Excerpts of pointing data
□ □ □

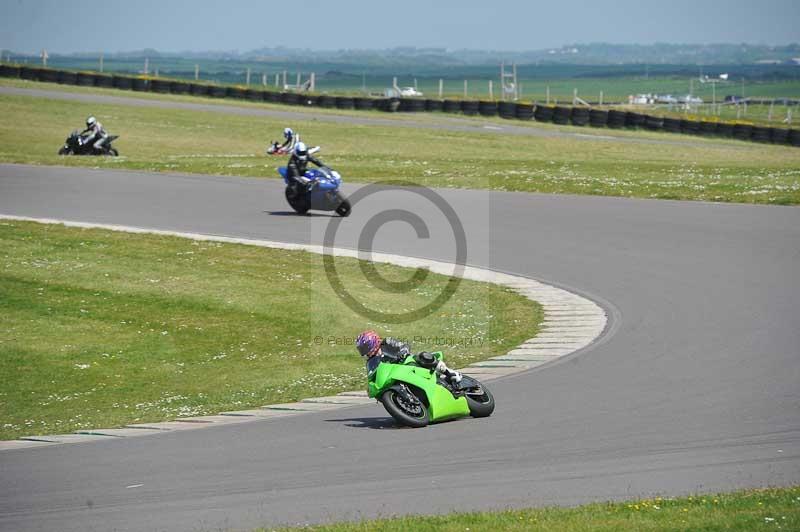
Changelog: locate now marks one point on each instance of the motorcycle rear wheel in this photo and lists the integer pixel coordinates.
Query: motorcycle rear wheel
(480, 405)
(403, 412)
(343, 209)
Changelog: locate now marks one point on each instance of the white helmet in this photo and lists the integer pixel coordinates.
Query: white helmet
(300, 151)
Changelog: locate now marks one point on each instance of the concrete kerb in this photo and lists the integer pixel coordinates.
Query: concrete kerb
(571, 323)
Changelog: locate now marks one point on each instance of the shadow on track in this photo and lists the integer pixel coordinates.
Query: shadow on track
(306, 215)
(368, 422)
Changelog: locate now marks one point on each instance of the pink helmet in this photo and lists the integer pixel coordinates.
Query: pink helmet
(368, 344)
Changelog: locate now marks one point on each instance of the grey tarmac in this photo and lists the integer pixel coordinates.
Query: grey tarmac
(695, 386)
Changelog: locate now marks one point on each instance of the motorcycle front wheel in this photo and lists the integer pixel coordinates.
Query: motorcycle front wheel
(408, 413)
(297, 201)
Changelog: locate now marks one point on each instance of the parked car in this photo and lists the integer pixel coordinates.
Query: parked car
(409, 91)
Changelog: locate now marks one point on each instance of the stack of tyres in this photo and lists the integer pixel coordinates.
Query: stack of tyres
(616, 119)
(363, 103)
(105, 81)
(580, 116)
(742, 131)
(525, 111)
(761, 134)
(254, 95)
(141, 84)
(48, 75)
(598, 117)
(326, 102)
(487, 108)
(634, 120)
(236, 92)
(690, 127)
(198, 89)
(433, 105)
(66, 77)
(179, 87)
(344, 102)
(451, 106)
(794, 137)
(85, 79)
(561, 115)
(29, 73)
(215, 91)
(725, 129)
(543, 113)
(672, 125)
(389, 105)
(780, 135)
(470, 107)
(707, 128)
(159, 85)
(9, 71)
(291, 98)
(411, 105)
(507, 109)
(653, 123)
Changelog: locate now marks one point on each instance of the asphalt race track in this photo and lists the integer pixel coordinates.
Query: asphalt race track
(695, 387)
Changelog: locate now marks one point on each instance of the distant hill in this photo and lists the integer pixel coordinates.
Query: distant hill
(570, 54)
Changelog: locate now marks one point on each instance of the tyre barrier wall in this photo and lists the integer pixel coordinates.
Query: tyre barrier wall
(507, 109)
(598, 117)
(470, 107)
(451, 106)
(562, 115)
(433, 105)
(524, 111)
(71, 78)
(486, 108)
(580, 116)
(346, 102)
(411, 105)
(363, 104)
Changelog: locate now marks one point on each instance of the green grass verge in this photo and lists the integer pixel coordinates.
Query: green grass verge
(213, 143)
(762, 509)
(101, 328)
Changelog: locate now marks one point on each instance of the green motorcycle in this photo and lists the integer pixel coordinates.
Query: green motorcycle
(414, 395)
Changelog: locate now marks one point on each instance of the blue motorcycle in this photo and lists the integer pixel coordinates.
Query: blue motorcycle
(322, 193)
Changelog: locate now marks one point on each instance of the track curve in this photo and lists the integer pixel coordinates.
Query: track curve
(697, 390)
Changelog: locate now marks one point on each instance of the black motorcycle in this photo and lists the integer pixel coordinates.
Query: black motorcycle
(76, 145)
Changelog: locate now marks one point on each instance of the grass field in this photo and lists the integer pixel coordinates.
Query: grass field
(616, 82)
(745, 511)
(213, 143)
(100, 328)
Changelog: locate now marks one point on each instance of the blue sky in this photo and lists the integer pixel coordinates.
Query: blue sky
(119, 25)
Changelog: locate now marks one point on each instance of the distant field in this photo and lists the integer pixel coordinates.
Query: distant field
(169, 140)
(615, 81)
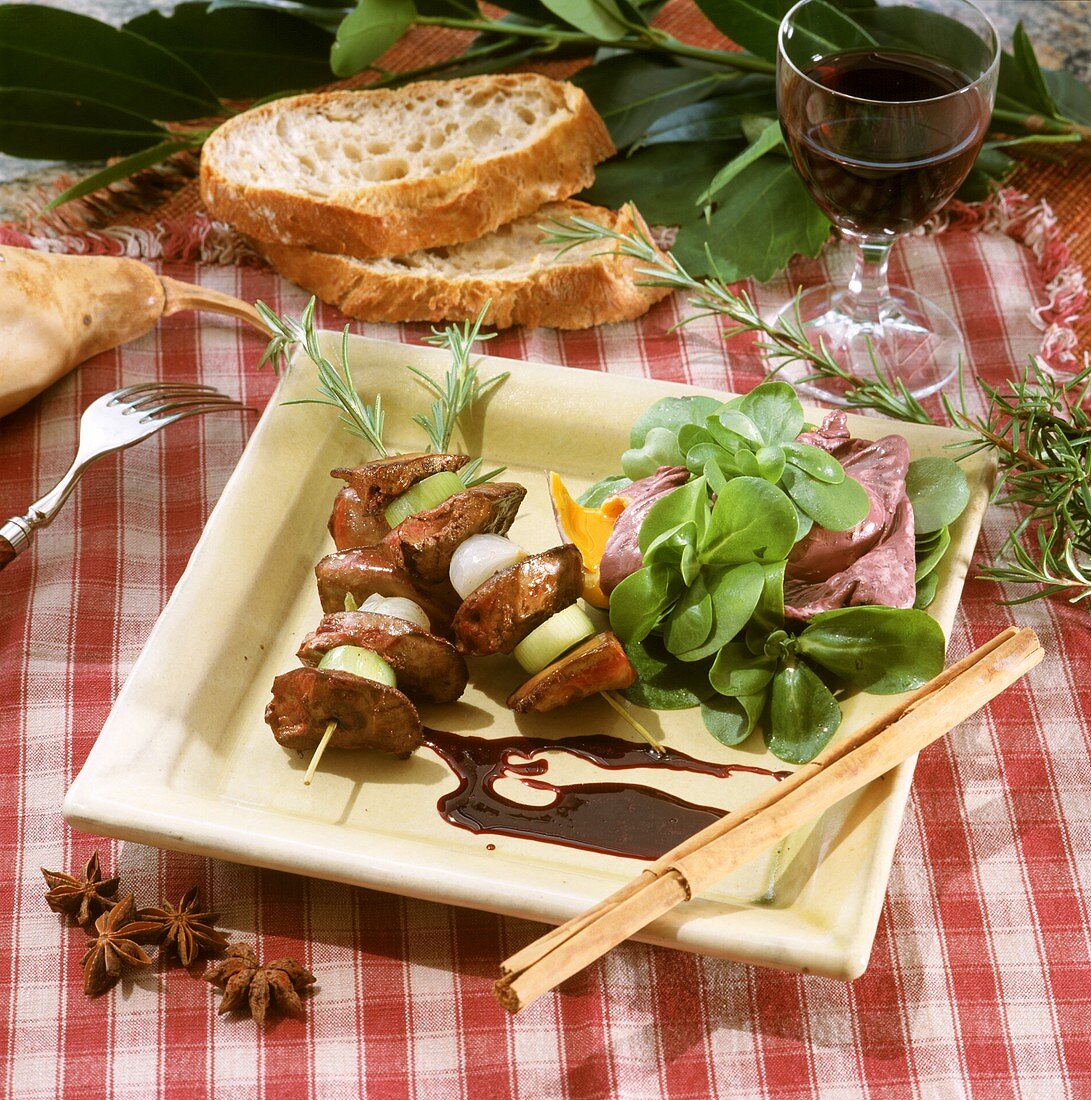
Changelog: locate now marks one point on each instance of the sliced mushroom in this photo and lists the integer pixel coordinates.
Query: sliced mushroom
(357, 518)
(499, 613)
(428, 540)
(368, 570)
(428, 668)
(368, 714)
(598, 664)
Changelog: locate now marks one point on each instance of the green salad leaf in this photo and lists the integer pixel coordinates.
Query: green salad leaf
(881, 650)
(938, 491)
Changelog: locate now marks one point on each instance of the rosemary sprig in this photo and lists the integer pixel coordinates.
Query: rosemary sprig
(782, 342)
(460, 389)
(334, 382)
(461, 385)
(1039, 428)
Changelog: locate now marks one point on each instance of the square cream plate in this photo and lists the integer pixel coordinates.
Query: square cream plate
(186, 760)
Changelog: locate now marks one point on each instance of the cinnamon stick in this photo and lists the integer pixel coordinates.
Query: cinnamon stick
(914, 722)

□ □ □

Problem
Rewrite the material above as a Markdown table with the columns Row and Line, putting one line in each numbered row and skipping blank lines. Leave the pictures out of the answer.

Complete response
| Row | Line |
|---|---|
| 1 | Changelog: locate now marks one point on each instance of the motorcycle rear wheel in this photo and lists the integer pixel coordinates. |
| 2 | Query: motorcycle rear wheel |
| 3 | (480, 405) |
| 4 | (403, 412) |
| 5 | (343, 209) |
| 6 | Changelog: locate now marks one point on each instance of the white helmet in this photo and lists the integer pixel coordinates. |
| 7 | Query: white helmet |
| 8 | (300, 151) |
| 9 | Changelog: locate now marks one point on each instance of the concrete kerb in this photo and lists the integer pixel coordinates. |
| 10 | Query: concrete kerb |
| 11 | (571, 323) |
| 12 | Changelog: locate now marks one point on each instance of the shadow on track in this photo and lists the integer pixel coordinates. |
| 13 | Query: shadow on track |
| 14 | (306, 215) |
| 15 | (368, 422) |
| 16 | Changelog: locate now marks one point on each instance of the pink helmet in this photo and lists the integer pixel coordinates. |
| 17 | Query: pink helmet |
| 18 | (368, 344) |
| 19 | Changelog: locate now marks one point on each instance of the grey tarmac in this photo and lists the integer pixel coordinates. |
| 20 | Query: grey tarmac |
| 21 | (695, 386) |
| 22 | Changelog: locate now marks one point on each instance of the motorcycle front wheel in this photo and lists the integer pixel coordinates. |
| 23 | Query: motorcycle front wheel |
| 24 | (408, 413) |
| 25 | (297, 201) |
| 26 | Changelog: locate now marks one point on each instance of the parked car in this photo and lists the integer pixel coordinates. |
| 27 | Query: parked car |
| 28 | (409, 91) |
| 29 | Changelog: locate now marks one point on each instance of the stack of tyres in this photo and lists the integer pixel coordinates. |
| 30 | Query: stack of tyres |
| 31 | (616, 119) |
| 32 | (363, 103) |
| 33 | (105, 81) |
| 34 | (580, 116) |
| 35 | (742, 131) |
| 36 | (525, 111) |
| 37 | (761, 134) |
| 38 | (254, 95) |
| 39 | (141, 84) |
| 40 | (48, 75) |
| 41 | (598, 117) |
| 42 | (326, 102) |
| 43 | (487, 108) |
| 44 | (634, 120) |
| 45 | (236, 92) |
| 46 | (690, 127) |
| 47 | (198, 89) |
| 48 | (433, 105) |
| 49 | (66, 77) |
| 50 | (179, 87) |
| 51 | (344, 102) |
| 52 | (451, 106) |
| 53 | (794, 137) |
| 54 | (85, 79) |
| 55 | (561, 115) |
| 56 | (29, 73) |
| 57 | (215, 91) |
| 58 | (725, 129) |
| 59 | (543, 113) |
| 60 | (672, 125) |
| 61 | (389, 105) |
| 62 | (780, 135) |
| 63 | (470, 107) |
| 64 | (707, 128) |
| 65 | (159, 85) |
| 66 | (9, 71) |
| 67 | (291, 98) |
| 68 | (411, 105) |
| 69 | (507, 109) |
| 70 | (653, 123) |
| 71 | Changelog: locate now marks one point on each instance of the asphalt race track in this photo and lists the integer pixel coordinates. |
| 72 | Query: asphalt race track |
| 73 | (695, 387) |
| 74 | Changelog: locate now marks one point on each instance of the distant hill in this photo and lists the integer pixel coordinates. |
| 75 | Query: distant hill |
| 76 | (570, 54) |
| 77 | Changelog: locate now marks one point on each instance of the tyre barrier wall in this photo and lists the integer pixel coordinates. |
| 78 | Query: tyre barrier wall |
| 79 | (507, 109) |
| 80 | (598, 117) |
| 81 | (470, 107) |
| 82 | (451, 106) |
| 83 | (562, 115) |
| 84 | (433, 105) |
| 85 | (524, 111) |
| 86 | (71, 78) |
| 87 | (486, 108) |
| 88 | (580, 116) |
| 89 | (346, 102) |
| 90 | (411, 105) |
| 91 | (363, 104) |
| 92 | Changelog: locate now marks one point on each instance of the green grass verge in this photo and lists the integer pixel coordinates. |
| 93 | Query: green grass verge |
| 94 | (213, 143) |
| 95 | (762, 509) |
| 96 | (101, 328) |
| 97 | Changelog: locate now marks one point on each instance of the green motorcycle in this photo and lists the integer pixel coordinates. |
| 98 | Query: green motorcycle |
| 99 | (414, 395) |
| 100 | Changelog: locate now marks one point on each instance of the blue motorcycle in this photo and lists the integer pixel coordinates. |
| 101 | Query: blue motorcycle |
| 102 | (322, 193) |
| 103 | Changelog: locate now marks one point on each instance of the track curve in this photo and lists the integer pixel coordinates. |
| 104 | Query: track curve |
| 105 | (697, 390) |
| 106 | Changelog: locate now marks one point on each instance of the black motorcycle in this photo and lists the integer pixel coordinates. |
| 107 | Query: black motorcycle |
| 108 | (76, 145) |
| 109 | Changelog: locate now marks one point on each instance of the grass field in this photo and lists the integer pixel coordinates. |
| 110 | Query: grass field |
| 111 | (616, 82) |
| 112 | (745, 511) |
| 113 | (213, 143) |
| 114 | (100, 328) |
| 115 | Changelog: locate now marks one point on each instance of the blue sky in this photo and lists the integer pixel coordinates. |
| 116 | Query: blue sky |
| 117 | (119, 25) |
| 118 | Changelog: locate now marks one point on each instance of the distant field in this photo and lists the integer pixel coordinates. |
| 119 | Query: distant field |
| 120 | (169, 140) |
| 121 | (615, 81) |
| 122 | Changelog: locate now marks one point on each instance of the sliced mushroom in this photo and lists the integer pixel coordinates. |
| 123 | Query: sliced mushroom |
| 124 | (357, 518) |
| 125 | (499, 613) |
| 126 | (428, 540) |
| 127 | (368, 570) |
| 128 | (428, 668) |
| 129 | (368, 714) |
| 130 | (598, 664) |
| 131 | Changelog: locate now marks one point on each instance of the green salad leaf in this photo and lists the integer pixel coordinates. |
| 132 | Query: green salad leaf |
| 133 | (881, 650) |
| 134 | (938, 491) |
| 135 | Changelog: locate now marks one point on each instance of the rosemary sprig in this photo and lists the integer pixel coordinates. |
| 136 | Query: rosemary sprig |
| 137 | (782, 342) |
| 138 | (460, 389) |
| 139 | (334, 382) |
| 140 | (461, 385) |
| 141 | (1039, 428) |
| 142 | Changelog: locate now marks one point on each instance of the square cream plate in this photo and lists the integer pixel coordinates. |
| 143 | Query: square cream plate |
| 144 | (186, 760) |
| 145 | Changelog: locate now marks one point on each instance of the cinnamon stick in this photo and lists the integer pixel coordinates. |
| 146 | Query: cinnamon stick |
| 147 | (914, 722) |